## begin Source material
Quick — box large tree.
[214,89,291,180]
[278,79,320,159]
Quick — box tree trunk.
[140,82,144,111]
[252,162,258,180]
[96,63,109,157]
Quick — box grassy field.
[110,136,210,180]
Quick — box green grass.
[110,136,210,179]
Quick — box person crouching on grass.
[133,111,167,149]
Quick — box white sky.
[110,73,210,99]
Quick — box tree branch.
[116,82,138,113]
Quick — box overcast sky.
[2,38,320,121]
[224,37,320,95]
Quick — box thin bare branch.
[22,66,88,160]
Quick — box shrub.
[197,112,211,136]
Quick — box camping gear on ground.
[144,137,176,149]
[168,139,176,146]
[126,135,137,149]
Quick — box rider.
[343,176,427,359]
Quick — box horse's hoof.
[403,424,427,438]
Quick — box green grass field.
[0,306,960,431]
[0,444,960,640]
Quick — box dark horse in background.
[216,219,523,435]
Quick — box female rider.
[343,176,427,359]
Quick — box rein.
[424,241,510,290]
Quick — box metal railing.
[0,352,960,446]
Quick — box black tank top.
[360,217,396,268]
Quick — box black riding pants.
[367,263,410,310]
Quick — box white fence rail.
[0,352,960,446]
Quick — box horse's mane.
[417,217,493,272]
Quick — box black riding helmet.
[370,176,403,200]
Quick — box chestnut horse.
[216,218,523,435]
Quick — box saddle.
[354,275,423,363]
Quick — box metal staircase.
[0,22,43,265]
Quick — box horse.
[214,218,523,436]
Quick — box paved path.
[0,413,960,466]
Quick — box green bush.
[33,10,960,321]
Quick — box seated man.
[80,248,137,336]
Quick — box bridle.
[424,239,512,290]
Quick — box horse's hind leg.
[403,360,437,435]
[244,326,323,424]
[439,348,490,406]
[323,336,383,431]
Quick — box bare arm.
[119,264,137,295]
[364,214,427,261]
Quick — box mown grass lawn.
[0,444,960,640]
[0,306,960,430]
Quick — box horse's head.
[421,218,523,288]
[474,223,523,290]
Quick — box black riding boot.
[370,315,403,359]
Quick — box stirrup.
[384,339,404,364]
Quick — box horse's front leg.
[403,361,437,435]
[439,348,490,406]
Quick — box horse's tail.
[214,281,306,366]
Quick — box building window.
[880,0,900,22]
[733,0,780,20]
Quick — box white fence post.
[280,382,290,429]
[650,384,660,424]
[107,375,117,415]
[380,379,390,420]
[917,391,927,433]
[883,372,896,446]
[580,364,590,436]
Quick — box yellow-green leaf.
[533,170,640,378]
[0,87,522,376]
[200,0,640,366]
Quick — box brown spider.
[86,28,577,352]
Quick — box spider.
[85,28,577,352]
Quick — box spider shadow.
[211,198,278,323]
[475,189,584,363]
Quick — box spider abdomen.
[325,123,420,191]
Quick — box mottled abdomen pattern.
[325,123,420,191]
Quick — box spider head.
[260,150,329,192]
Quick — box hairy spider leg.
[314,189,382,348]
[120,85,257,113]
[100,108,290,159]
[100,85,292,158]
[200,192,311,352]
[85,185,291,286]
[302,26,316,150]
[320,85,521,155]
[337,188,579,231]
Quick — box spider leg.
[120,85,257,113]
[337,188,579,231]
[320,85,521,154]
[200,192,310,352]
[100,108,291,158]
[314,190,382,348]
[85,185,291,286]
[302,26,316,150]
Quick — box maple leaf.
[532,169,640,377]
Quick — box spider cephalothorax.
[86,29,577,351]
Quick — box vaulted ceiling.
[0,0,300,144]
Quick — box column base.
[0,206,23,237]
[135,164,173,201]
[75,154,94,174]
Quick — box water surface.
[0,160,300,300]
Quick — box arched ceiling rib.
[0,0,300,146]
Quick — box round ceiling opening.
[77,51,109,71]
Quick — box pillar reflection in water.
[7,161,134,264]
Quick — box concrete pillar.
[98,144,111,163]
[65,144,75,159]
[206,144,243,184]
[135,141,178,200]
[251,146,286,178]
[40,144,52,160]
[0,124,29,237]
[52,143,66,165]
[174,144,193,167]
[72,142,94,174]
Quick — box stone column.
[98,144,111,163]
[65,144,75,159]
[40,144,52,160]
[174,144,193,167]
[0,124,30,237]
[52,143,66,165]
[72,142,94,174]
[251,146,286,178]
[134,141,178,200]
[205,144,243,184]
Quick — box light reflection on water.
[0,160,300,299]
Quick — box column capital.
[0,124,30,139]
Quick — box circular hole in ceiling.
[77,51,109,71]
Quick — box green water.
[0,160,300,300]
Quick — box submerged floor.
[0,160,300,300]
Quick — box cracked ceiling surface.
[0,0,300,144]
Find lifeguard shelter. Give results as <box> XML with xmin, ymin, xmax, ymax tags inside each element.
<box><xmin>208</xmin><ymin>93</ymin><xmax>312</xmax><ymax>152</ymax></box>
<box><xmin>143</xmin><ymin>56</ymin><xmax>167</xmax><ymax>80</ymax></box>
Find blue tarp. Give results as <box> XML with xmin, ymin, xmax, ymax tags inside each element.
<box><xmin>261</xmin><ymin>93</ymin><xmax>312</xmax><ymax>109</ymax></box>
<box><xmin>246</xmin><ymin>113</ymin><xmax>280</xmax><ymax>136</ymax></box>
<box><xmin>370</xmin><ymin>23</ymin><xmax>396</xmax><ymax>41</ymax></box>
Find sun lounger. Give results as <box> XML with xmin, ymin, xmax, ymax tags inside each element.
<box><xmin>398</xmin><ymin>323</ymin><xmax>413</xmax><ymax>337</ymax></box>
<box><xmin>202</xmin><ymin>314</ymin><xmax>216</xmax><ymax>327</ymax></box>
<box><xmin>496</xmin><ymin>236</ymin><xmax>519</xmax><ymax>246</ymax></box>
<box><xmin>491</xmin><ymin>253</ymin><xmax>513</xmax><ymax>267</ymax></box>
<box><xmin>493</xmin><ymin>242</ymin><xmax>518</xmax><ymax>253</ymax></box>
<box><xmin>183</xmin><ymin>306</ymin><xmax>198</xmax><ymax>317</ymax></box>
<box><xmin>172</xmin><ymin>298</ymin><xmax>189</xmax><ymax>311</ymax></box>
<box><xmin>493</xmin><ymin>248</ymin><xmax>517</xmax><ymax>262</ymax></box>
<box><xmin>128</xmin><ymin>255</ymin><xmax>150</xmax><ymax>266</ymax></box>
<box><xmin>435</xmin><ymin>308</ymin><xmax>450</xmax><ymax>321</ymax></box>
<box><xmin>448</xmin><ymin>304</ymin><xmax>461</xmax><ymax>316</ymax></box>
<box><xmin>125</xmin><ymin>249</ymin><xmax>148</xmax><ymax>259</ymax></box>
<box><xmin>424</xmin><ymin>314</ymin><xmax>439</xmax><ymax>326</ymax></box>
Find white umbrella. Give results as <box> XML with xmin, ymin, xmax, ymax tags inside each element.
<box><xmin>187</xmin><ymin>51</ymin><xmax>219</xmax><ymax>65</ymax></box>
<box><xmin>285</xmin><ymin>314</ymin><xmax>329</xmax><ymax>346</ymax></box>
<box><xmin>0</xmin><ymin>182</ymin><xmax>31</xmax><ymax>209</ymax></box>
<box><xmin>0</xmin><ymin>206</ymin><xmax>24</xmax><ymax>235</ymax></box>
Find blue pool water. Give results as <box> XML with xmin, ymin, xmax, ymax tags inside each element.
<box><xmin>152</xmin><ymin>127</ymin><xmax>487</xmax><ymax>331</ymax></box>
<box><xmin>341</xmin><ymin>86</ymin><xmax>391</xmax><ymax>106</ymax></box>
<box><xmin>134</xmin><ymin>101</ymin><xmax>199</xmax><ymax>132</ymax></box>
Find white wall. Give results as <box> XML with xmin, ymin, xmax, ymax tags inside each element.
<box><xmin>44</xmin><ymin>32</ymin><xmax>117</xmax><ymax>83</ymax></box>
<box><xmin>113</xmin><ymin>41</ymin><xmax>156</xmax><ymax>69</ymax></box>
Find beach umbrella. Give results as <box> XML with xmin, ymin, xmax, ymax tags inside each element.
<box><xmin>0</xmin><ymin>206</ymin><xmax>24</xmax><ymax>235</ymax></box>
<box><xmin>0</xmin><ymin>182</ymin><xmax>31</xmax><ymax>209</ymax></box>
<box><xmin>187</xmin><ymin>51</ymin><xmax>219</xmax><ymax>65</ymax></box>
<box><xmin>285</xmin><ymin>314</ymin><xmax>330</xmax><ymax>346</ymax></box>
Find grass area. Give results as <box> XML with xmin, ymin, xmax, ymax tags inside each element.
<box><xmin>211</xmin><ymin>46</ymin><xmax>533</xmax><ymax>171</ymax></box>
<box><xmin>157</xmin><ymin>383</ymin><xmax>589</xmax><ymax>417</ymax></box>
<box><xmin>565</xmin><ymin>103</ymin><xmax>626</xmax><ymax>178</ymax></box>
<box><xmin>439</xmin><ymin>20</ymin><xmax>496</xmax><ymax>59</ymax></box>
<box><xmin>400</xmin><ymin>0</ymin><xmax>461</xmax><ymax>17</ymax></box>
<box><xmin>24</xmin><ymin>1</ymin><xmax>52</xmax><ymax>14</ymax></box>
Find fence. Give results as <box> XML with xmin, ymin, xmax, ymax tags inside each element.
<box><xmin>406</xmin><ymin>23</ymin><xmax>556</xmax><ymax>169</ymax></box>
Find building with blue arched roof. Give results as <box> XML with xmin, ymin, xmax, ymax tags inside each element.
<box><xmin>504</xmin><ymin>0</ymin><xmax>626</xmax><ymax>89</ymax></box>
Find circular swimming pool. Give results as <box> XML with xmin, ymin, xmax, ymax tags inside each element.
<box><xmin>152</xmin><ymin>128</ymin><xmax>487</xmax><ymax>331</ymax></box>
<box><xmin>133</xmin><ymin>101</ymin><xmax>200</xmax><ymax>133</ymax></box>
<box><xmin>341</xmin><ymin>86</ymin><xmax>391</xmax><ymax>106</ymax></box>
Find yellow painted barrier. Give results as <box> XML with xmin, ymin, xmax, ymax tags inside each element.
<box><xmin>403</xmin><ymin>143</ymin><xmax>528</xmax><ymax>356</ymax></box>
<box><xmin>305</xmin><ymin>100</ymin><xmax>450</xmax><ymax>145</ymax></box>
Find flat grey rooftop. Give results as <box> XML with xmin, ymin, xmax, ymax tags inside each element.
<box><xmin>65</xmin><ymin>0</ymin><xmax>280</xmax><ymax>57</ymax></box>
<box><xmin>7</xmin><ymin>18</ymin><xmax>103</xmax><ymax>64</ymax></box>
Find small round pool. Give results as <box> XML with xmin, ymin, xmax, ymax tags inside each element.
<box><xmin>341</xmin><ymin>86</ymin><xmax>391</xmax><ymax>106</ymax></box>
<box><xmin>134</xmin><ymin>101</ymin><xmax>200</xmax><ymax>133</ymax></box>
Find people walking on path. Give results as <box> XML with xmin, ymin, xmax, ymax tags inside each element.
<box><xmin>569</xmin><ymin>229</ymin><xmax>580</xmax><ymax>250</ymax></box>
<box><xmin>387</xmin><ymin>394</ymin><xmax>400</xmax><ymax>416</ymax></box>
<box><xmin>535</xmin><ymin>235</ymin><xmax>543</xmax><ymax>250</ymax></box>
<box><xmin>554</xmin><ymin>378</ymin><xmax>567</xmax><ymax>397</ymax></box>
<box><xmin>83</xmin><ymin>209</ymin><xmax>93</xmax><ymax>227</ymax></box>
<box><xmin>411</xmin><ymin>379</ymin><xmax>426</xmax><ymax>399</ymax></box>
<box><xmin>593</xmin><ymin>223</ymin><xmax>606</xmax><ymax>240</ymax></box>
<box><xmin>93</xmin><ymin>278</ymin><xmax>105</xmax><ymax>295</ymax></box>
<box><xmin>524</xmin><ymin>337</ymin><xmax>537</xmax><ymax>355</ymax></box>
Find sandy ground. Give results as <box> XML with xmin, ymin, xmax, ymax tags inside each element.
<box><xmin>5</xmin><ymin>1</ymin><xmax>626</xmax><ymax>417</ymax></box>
## end Source material
Repeat the data verbatim from the line containing "Find sandy ground." through the end of the data, both ends included.

Find sandy ground. Give results as <box> XML with xmin, ymin, xmax, ymax tags inside each element.
<box><xmin>5</xmin><ymin>1</ymin><xmax>626</xmax><ymax>417</ymax></box>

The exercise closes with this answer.